• Written request: Recast the listing below as a two-column CSV with the header input,output, placing each text and its answer together in one row, with each field quoted and line breaks replaced by spaces. Leave the pictures out.
>> start Data to use
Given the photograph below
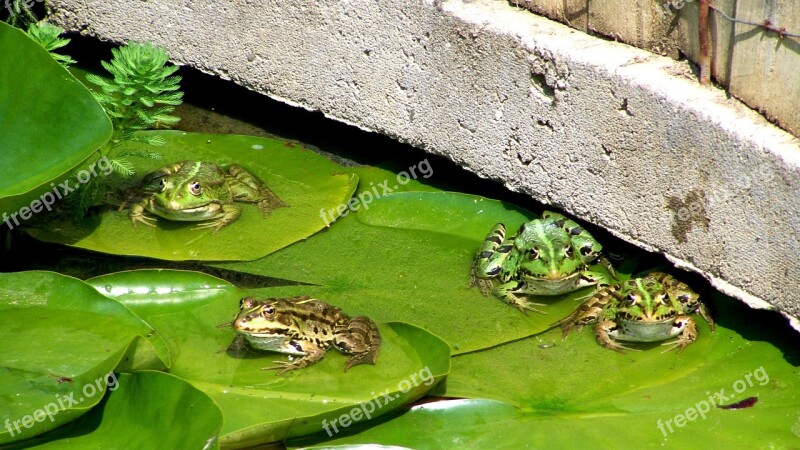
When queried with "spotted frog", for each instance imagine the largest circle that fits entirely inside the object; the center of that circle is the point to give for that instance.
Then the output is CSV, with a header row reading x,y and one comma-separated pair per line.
x,y
196,191
547,256
305,327
652,308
>> end Data to use
• Solution:
input,output
"Given the photograph below When queried with ""spotted frog"", for each instance imagine the largest circle that fits entirely inside the object; the center of that circle is the point to give for that instance. Then the output is CSV, with a header row reading x,y and one comma-separated pair per line.","x,y 196,191 547,256 305,327 652,308"